## BRIEF
Take each line of the listing that has the string "white" and report it.
__________________________________________________
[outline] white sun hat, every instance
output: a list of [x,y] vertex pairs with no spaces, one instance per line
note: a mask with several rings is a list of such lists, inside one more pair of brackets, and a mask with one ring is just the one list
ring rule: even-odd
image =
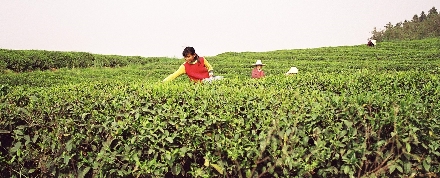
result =
[[296,67],[291,67],[289,71],[287,71],[286,74],[297,74],[298,73],[298,68]]
[[264,66],[264,64],[261,62],[261,60],[257,60],[257,62],[255,64],[252,64],[253,66]]

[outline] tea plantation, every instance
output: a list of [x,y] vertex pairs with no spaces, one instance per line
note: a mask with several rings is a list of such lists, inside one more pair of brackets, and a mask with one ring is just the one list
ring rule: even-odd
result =
[[227,52],[206,56],[225,79],[205,84],[161,82],[182,59],[2,49],[0,173],[440,176],[439,48]]

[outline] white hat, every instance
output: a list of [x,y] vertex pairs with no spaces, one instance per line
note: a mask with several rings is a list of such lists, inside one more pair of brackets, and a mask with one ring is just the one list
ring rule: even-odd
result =
[[298,73],[298,69],[296,67],[291,67],[286,74],[296,74],[296,73]]
[[264,66],[264,64],[261,62],[261,60],[257,60],[257,62],[255,64],[252,64],[253,66]]

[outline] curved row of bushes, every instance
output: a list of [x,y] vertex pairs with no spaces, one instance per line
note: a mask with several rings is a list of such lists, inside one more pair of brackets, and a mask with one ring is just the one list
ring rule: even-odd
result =
[[[328,62],[328,61],[435,61],[440,58],[440,39],[431,38],[403,42],[383,42],[375,48],[361,46],[323,47],[316,49],[278,50],[269,52],[227,52],[208,57],[210,61],[219,61],[215,68],[223,65],[238,64],[249,66],[255,60],[264,63],[289,64],[292,62]],[[86,52],[59,52],[43,50],[5,50],[0,49],[0,72],[9,69],[16,72],[48,70],[53,68],[85,68],[85,67],[116,67],[130,64],[146,65],[161,61],[156,68],[169,67],[173,62],[170,58],[100,55]],[[231,61],[234,61],[231,63]],[[286,70],[289,69],[289,65]]]
[[148,64],[157,59],[87,52],[0,49],[0,70],[27,72],[58,68],[117,67],[129,64]]

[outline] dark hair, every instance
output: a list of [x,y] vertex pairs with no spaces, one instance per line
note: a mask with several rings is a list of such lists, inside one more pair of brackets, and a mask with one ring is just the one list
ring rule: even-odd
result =
[[199,59],[199,55],[197,55],[196,50],[193,47],[186,47],[185,49],[183,49],[182,55],[183,57],[187,56],[188,54],[190,55],[196,55],[195,59]]

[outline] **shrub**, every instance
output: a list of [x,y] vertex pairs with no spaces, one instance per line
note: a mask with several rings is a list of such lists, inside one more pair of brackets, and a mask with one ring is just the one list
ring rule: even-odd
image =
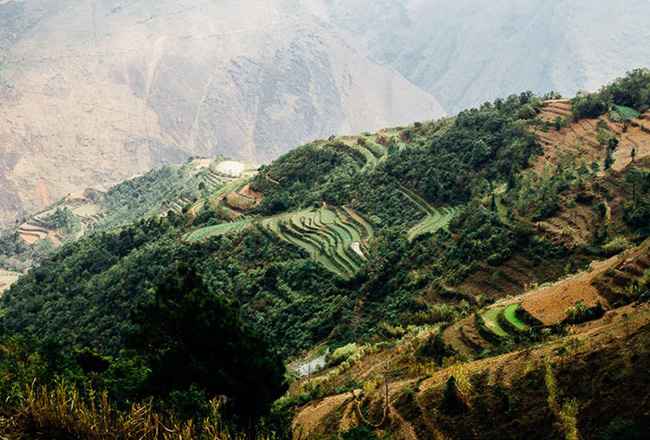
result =
[[632,245],[629,241],[627,241],[627,238],[619,236],[604,245],[602,247],[602,252],[604,255],[611,257],[612,255],[620,254],[625,249],[629,249],[631,246]]
[[593,307],[587,307],[581,301],[578,301],[573,307],[566,309],[567,322],[571,324],[592,321],[600,318],[604,314],[605,309],[600,301]]
[[357,344],[355,344],[354,342],[348,345],[344,345],[343,347],[339,347],[336,350],[334,350],[334,353],[332,353],[332,363],[338,365],[341,362],[350,359],[358,352],[359,352],[359,348],[357,347]]

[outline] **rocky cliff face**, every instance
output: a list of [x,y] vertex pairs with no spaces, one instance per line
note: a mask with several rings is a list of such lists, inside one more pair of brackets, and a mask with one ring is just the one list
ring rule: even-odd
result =
[[0,225],[191,155],[443,115],[293,0],[0,1]]
[[522,90],[594,91],[650,63],[645,0],[332,0],[321,13],[449,113]]

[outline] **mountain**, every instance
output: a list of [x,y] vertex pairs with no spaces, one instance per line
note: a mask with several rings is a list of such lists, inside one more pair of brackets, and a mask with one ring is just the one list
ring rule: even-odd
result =
[[644,0],[332,0],[321,14],[450,114],[522,90],[573,96],[647,64]]
[[190,156],[444,114],[297,1],[3,1],[0,21],[0,224]]
[[0,236],[0,261],[56,247],[0,300],[3,435],[208,429],[224,394],[281,438],[650,426],[648,70],[91,194]]

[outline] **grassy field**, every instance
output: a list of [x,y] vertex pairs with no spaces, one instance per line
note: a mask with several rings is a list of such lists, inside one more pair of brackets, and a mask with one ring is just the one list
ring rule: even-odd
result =
[[499,324],[499,314],[501,314],[503,310],[504,307],[488,309],[488,311],[483,314],[483,320],[492,333],[497,336],[507,337],[509,336],[508,332],[501,327],[501,324]]
[[516,312],[519,309],[519,304],[511,304],[503,310],[503,316],[506,320],[514,325],[519,330],[528,330],[528,326],[517,318]]

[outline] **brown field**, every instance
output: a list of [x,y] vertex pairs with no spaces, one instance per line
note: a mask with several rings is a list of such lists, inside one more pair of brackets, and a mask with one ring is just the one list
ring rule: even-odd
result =
[[[552,123],[557,116],[567,116],[570,111],[571,104],[568,100],[547,101],[547,105],[542,108],[538,117]],[[535,161],[533,170],[539,173],[547,164],[556,165],[559,160],[558,153],[573,154],[577,158],[584,158],[588,164],[595,160],[602,169],[606,151],[598,141],[596,124],[599,120],[607,123],[609,126],[607,131],[619,138],[619,145],[613,154],[612,170],[621,171],[632,163],[633,148],[636,149],[637,160],[650,157],[650,134],[630,124],[612,122],[607,115],[604,115],[598,119],[571,121],[568,127],[562,128],[560,131],[553,126],[547,132],[535,130],[544,147],[544,154]],[[641,120],[638,122],[643,124]]]
[[524,296],[521,307],[545,326],[559,324],[566,319],[566,310],[578,301],[586,307],[601,303],[603,307],[608,308],[607,300],[598,293],[591,282],[618,261],[617,257],[614,257],[598,269],[529,292]]
[[554,122],[558,116],[566,117],[571,113],[571,102],[568,99],[549,99],[537,116],[542,121]]
[[[439,408],[442,389],[447,379],[454,376],[467,378],[485,377],[488,387],[516,386],[531,371],[543,370],[544,360],[570,368],[563,357],[564,350],[571,350],[572,359],[591,359],[595,353],[608,353],[616,356],[625,339],[637,332],[646,331],[650,321],[650,304],[632,304],[607,312],[603,318],[574,326],[571,336],[541,343],[533,349],[514,351],[500,356],[485,358],[465,364],[428,370],[426,375],[417,368],[404,367],[405,346],[417,345],[414,339],[402,341],[389,353],[367,355],[345,377],[368,380],[382,371],[383,365],[390,362],[394,379],[389,379],[388,420],[382,424],[381,431],[390,432],[394,438],[450,438],[445,435],[440,423],[434,423],[440,417]],[[413,361],[409,361],[413,362]],[[325,373],[323,373],[325,374]],[[543,385],[542,385],[543,386]],[[404,416],[404,407],[398,405],[404,390],[409,389],[415,395],[417,411]],[[360,393],[355,390],[355,394]],[[535,389],[539,400],[545,404],[546,390]],[[383,406],[384,387],[378,386],[366,397],[370,402],[369,415],[377,417]],[[470,396],[470,400],[474,399]],[[470,404],[470,411],[472,405]],[[410,415],[409,415],[410,414]],[[329,438],[350,426],[362,424],[357,415],[356,404],[351,392],[335,394],[314,400],[296,411],[293,426],[295,440]],[[422,437],[424,436],[424,437]]]

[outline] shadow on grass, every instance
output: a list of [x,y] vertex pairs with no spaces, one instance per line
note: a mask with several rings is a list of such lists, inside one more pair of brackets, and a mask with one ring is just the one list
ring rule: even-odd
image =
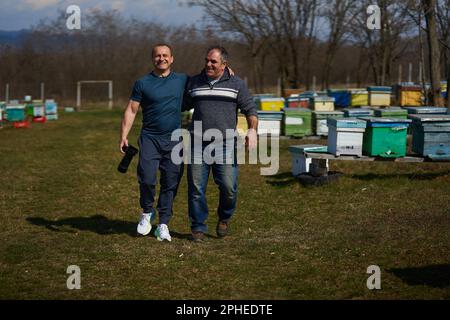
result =
[[269,176],[266,183],[274,187],[288,187],[298,180],[292,175],[291,172],[283,172],[273,176]]
[[450,286],[450,265],[448,264],[416,268],[394,268],[388,271],[411,286],[426,285],[441,289]]
[[392,179],[392,178],[407,178],[410,180],[433,180],[438,177],[446,176],[448,174],[450,174],[450,171],[426,172],[426,173],[390,173],[390,174],[366,173],[366,174],[351,174],[349,175],[349,177],[365,181],[374,179]]
[[[92,231],[100,235],[127,234],[132,237],[137,236],[136,222],[111,220],[102,215],[73,217],[60,220],[32,217],[27,218],[27,221],[55,232],[75,233],[76,231],[73,229],[77,229],[80,231]],[[72,229],[67,229],[67,227]]]
[[[126,234],[130,237],[142,237],[136,231],[137,222],[122,221],[108,219],[103,215],[94,215],[91,217],[73,217],[60,220],[48,220],[45,218],[31,217],[27,218],[27,221],[41,227],[45,227],[48,230],[54,232],[68,232],[76,233],[79,231],[91,231],[99,235],[112,235],[112,234]],[[71,228],[68,229],[67,227]],[[156,227],[152,227],[150,233],[155,237]],[[178,239],[188,239],[190,234],[181,234],[171,231],[171,236]]]

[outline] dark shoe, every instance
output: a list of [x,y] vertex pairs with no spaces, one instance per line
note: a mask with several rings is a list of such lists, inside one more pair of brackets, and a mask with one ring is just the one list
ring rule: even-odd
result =
[[216,227],[216,233],[219,238],[226,237],[230,234],[230,222],[229,221],[219,221]]
[[202,242],[205,240],[205,234],[201,231],[193,231],[189,240],[194,242]]

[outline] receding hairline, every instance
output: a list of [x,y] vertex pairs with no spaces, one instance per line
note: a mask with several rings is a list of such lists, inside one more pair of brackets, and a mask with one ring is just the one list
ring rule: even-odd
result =
[[206,55],[210,54],[212,51],[217,51],[220,54],[220,60],[222,63],[227,63],[229,59],[228,51],[222,46],[212,46],[206,51]]

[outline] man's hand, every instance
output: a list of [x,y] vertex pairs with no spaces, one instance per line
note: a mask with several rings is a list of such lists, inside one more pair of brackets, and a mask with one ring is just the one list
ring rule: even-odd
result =
[[120,153],[125,154],[125,152],[123,151],[123,147],[128,147],[128,139],[124,138],[124,139],[120,140],[119,147],[120,147]]
[[248,129],[247,136],[245,137],[245,147],[248,150],[253,150],[258,145],[258,135],[255,129]]

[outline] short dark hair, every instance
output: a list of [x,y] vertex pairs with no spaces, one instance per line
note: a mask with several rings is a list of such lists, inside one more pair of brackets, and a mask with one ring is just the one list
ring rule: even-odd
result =
[[172,47],[170,45],[168,45],[167,43],[158,43],[152,49],[152,57],[155,55],[155,49],[158,48],[158,47],[167,47],[167,48],[169,48],[170,55],[173,56],[173,53],[172,53],[173,50],[172,50]]
[[228,51],[222,46],[212,46],[208,48],[208,51],[206,51],[206,54],[210,53],[212,50],[217,50],[220,52],[220,60],[222,63],[228,62]]

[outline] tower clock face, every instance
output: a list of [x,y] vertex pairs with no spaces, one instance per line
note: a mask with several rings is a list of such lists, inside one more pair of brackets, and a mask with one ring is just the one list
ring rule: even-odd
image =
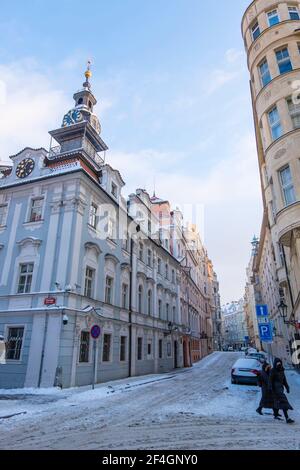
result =
[[81,112],[78,109],[71,109],[71,111],[65,114],[62,127],[72,126],[72,124],[77,124],[81,121],[83,121]]
[[34,160],[32,158],[25,158],[22,160],[16,169],[16,175],[18,178],[26,178],[34,170]]

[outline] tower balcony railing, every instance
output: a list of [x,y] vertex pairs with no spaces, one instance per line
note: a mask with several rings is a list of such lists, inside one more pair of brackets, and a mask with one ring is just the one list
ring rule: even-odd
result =
[[66,148],[63,152],[61,145],[56,145],[50,148],[49,158],[55,158],[60,154],[64,155],[71,152],[74,153],[82,151],[84,151],[95,163],[97,163],[97,165],[102,165],[104,163],[104,159],[102,158],[102,156],[98,152],[96,152],[95,149],[88,143],[83,143],[83,145],[78,146],[78,148]]

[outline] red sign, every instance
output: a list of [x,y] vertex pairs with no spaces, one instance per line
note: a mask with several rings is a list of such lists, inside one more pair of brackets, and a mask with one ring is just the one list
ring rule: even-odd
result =
[[91,336],[93,339],[98,339],[101,335],[101,328],[98,325],[94,325],[91,328]]
[[44,300],[45,305],[55,305],[56,304],[56,298],[55,297],[46,297]]

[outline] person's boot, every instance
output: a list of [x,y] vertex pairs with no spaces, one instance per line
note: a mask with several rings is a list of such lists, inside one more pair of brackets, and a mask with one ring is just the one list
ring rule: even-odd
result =
[[263,416],[263,412],[262,412],[262,409],[260,407],[257,408],[256,413]]
[[294,421],[292,418],[288,418],[288,419],[286,420],[286,423],[287,423],[287,424],[293,424],[294,422],[295,422],[295,421]]

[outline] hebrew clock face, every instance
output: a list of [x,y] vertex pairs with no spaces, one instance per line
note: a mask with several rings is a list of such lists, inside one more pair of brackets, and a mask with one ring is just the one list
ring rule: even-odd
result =
[[62,127],[68,127],[81,121],[83,121],[82,113],[78,109],[71,109],[71,111],[65,114]]
[[25,158],[16,168],[16,175],[18,178],[26,178],[34,170],[34,160],[32,158]]

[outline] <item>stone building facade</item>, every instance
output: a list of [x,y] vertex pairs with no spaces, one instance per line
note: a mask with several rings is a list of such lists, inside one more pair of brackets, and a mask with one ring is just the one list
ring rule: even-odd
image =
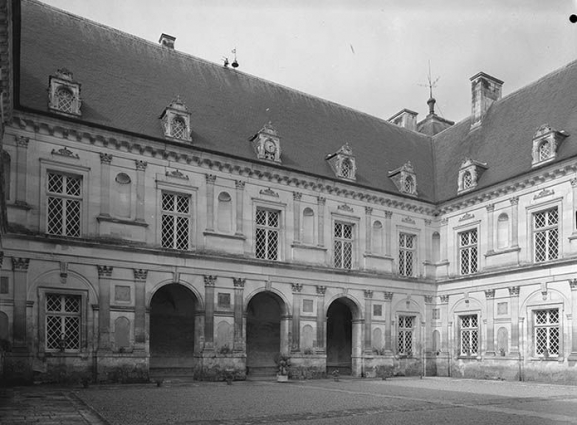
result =
[[5,379],[244,379],[282,354],[295,379],[577,382],[577,63],[503,98],[477,74],[457,124],[434,99],[386,121],[164,34],[0,15]]

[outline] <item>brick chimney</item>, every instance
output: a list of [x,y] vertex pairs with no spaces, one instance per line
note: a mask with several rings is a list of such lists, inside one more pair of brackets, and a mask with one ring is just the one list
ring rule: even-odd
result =
[[481,125],[489,107],[501,99],[503,81],[484,72],[471,77],[471,129]]
[[173,49],[174,50],[174,42],[176,41],[176,37],[173,37],[171,35],[162,33],[160,35],[160,38],[158,39],[158,42],[160,43],[161,46],[167,47],[169,49]]
[[417,115],[417,112],[403,109],[389,118],[389,122],[392,122],[399,127],[405,127],[409,130],[417,131]]

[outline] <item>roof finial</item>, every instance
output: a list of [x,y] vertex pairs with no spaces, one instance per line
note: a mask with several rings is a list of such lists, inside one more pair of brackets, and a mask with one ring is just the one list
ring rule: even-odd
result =
[[429,75],[427,75],[427,84],[419,84],[422,87],[429,88],[429,100],[427,100],[427,105],[429,105],[429,115],[435,114],[435,102],[437,101],[433,97],[433,88],[437,87],[437,81],[439,81],[439,78],[441,77],[437,77],[435,81],[433,81],[433,77],[431,76],[431,61],[429,60]]

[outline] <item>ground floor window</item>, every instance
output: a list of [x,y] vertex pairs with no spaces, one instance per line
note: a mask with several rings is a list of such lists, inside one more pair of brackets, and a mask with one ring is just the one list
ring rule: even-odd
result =
[[549,357],[559,355],[559,309],[535,310],[535,355]]
[[413,331],[415,316],[399,316],[399,334],[397,352],[411,355],[413,353]]
[[82,297],[46,294],[46,350],[80,350]]
[[460,355],[473,356],[479,353],[479,318],[476,314],[459,317]]

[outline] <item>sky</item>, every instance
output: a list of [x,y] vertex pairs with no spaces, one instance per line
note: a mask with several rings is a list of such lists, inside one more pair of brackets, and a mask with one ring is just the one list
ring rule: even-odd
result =
[[577,60],[577,0],[43,0],[151,42],[389,119],[471,112],[469,78],[503,96]]

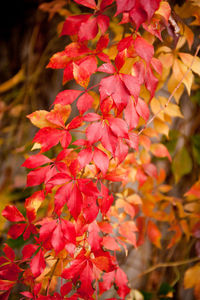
__________________________________________________
## ANSWER TO THE EXERCISE
[outline] white sun hat, every instance
[outline] white hat, every instance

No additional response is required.